§ Study questions:
(a) In the El Refugio reflections, in what year did Anton Flores found Alterna?
(b) Carry on the El Refugio reflections from their last sentence.

§ Page text:
---*---
Reflections after 10 years

El Refugio turned 10 in 2020. Adele McLees, then an intern at El Refugio, interviewed some of the people involved in 2010. These are their stories:

Anton Flores: A place of hospitality and resistance

The first person Anton Flores visited who was detained at Stewart Detention Center (SDC) was a young man named Moises, who had grown up in the United States and started his own business. 

Moises’ wife was a U.S. citizen, and they had a child. What struck Anton was the man’s name.

During a vigil he had organized outside of SDC, Anton had spoken about Moses, who said, “Let my people go.”

Moises was deported.

Having founded Alterna in 2006 as an intentional community offering hospitality inspired by the Jubilee Partners and New Hope House, Anton proposed the idea of a hospitality house in Lumpkin. He and others wanted to create a place of hospitality and resistance, a “radical expression of what we were standing for,” Anton recounts.
---*---
§ Data:

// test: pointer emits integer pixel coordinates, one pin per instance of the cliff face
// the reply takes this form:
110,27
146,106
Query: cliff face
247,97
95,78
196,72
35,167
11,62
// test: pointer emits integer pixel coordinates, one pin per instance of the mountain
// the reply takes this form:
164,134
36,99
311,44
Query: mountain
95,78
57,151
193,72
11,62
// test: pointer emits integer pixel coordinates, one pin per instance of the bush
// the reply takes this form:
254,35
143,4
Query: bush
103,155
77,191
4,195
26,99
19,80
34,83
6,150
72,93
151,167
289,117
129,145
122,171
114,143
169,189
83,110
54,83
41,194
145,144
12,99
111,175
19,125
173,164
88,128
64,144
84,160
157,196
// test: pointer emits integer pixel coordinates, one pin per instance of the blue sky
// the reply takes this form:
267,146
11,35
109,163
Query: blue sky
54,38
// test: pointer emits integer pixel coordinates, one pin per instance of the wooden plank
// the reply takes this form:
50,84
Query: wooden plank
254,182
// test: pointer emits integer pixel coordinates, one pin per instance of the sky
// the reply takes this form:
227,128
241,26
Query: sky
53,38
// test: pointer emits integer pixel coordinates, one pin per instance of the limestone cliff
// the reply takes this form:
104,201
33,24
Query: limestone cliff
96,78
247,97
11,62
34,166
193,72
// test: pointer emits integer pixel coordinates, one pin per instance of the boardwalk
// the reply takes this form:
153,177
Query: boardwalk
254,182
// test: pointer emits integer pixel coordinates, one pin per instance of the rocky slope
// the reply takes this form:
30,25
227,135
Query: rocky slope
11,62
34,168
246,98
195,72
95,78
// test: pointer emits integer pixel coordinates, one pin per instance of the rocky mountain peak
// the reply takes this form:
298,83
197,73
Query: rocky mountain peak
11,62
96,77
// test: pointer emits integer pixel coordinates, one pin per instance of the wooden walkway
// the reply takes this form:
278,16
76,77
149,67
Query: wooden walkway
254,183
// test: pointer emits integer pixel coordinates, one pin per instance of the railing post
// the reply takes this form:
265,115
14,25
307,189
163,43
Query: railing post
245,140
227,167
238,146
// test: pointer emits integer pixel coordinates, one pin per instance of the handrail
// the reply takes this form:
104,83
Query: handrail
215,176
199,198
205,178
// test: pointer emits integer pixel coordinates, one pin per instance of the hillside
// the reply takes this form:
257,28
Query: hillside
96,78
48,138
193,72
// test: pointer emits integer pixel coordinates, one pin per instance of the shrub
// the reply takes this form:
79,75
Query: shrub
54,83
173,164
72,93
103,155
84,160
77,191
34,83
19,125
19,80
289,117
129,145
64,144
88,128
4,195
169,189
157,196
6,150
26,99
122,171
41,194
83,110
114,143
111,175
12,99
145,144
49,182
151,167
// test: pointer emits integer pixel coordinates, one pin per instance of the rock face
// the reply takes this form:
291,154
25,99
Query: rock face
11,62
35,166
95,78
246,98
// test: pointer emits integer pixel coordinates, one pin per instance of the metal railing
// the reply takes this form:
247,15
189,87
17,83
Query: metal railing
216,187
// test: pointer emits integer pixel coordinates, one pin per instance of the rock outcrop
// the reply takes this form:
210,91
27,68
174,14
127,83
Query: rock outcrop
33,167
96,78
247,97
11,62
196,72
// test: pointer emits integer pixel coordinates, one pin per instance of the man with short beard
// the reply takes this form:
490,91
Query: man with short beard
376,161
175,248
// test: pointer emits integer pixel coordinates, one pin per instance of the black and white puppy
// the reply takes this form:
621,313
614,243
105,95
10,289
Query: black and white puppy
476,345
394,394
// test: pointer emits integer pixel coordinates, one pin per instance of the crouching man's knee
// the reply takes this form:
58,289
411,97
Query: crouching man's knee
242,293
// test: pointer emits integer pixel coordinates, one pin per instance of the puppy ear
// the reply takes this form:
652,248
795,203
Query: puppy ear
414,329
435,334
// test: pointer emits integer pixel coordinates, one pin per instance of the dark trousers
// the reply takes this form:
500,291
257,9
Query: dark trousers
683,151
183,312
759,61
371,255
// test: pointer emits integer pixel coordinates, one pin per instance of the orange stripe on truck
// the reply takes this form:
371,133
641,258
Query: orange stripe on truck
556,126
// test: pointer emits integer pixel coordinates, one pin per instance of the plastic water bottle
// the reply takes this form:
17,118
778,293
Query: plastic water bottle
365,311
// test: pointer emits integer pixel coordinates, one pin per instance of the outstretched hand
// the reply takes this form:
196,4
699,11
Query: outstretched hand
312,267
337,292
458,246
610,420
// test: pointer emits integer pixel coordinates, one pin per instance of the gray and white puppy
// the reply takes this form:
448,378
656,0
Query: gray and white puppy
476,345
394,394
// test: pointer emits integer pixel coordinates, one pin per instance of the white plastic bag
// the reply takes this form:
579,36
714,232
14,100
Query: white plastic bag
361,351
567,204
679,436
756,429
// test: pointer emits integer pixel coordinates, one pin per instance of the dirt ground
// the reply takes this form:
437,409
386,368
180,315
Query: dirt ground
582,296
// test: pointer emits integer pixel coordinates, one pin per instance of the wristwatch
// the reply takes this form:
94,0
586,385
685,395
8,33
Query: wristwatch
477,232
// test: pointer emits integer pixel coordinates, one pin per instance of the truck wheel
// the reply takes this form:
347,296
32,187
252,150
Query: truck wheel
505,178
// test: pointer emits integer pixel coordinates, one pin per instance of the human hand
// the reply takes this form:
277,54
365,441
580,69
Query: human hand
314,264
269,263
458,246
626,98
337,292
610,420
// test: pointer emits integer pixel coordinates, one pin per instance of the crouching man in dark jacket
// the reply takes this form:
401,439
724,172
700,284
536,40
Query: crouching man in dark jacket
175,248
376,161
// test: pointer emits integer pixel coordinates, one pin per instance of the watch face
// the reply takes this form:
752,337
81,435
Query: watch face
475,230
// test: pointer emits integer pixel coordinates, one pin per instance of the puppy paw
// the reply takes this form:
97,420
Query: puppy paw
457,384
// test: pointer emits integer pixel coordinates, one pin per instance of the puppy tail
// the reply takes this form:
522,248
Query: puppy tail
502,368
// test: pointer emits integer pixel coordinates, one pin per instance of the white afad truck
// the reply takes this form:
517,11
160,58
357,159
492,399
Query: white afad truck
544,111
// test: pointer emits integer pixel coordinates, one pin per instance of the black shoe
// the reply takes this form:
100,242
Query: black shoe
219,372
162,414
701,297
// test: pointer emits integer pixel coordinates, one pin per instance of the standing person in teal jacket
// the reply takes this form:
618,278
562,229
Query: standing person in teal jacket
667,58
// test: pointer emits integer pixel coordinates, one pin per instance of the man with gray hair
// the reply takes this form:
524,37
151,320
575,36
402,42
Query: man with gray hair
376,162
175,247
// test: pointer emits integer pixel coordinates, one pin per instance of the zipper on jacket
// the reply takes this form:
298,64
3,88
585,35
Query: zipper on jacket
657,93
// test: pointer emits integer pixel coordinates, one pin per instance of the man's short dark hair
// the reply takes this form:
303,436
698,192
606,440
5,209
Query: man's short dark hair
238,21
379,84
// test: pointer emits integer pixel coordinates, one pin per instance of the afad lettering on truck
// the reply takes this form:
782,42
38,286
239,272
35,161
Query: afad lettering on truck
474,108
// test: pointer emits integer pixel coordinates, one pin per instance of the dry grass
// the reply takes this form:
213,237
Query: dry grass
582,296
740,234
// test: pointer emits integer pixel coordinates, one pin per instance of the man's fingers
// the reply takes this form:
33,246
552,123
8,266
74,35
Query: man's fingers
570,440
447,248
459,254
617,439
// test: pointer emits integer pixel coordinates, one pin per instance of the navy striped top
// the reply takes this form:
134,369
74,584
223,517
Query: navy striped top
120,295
---*---
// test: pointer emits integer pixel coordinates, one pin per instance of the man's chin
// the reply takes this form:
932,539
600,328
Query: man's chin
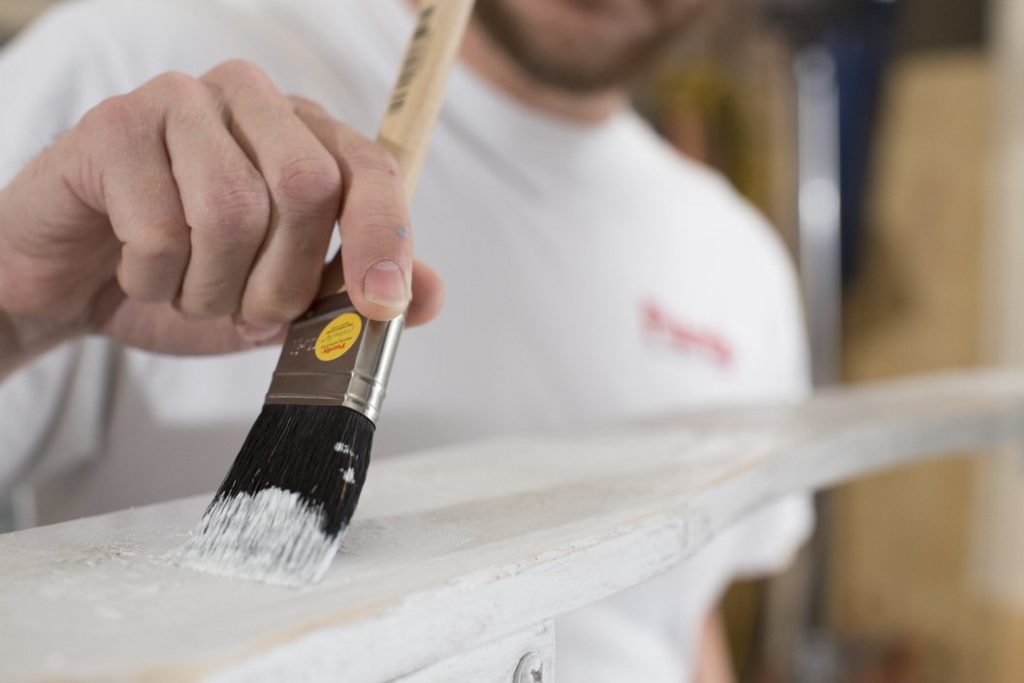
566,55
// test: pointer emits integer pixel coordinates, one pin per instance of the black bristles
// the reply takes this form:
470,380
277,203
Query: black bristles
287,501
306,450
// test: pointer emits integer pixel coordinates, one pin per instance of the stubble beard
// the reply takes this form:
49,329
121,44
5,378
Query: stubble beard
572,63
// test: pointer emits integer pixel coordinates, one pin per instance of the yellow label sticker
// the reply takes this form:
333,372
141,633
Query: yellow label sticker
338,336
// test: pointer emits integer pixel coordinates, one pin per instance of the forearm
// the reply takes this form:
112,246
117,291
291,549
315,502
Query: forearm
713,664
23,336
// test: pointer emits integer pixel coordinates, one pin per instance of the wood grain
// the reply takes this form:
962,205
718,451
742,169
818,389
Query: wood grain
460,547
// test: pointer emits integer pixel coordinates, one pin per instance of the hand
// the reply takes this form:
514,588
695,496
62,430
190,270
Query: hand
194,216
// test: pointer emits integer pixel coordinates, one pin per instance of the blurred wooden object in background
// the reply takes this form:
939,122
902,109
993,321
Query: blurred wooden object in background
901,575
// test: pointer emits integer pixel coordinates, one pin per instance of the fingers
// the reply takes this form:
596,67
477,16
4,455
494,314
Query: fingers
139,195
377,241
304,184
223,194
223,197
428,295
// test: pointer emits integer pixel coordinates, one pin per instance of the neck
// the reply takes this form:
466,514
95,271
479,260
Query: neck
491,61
---*---
§ Answers by item:
(a) 2006

(b)
Anton feels a mixture of honor and humility that the hospitality house has had such an impact: “It’s humbling to be a part of something that was and is still fulfilling a really deep human need,” he said. “It’s not too many people get to see a vision become a reality, let alone see it sustained.” 

Still, he hopes to see the organization help dismantle the systems of mass detention and mass incarceration, so that a 20th anniversary for El Refugio won’t be necessary. “I want El Refugio to close the day after Stewart Detention Center closes.”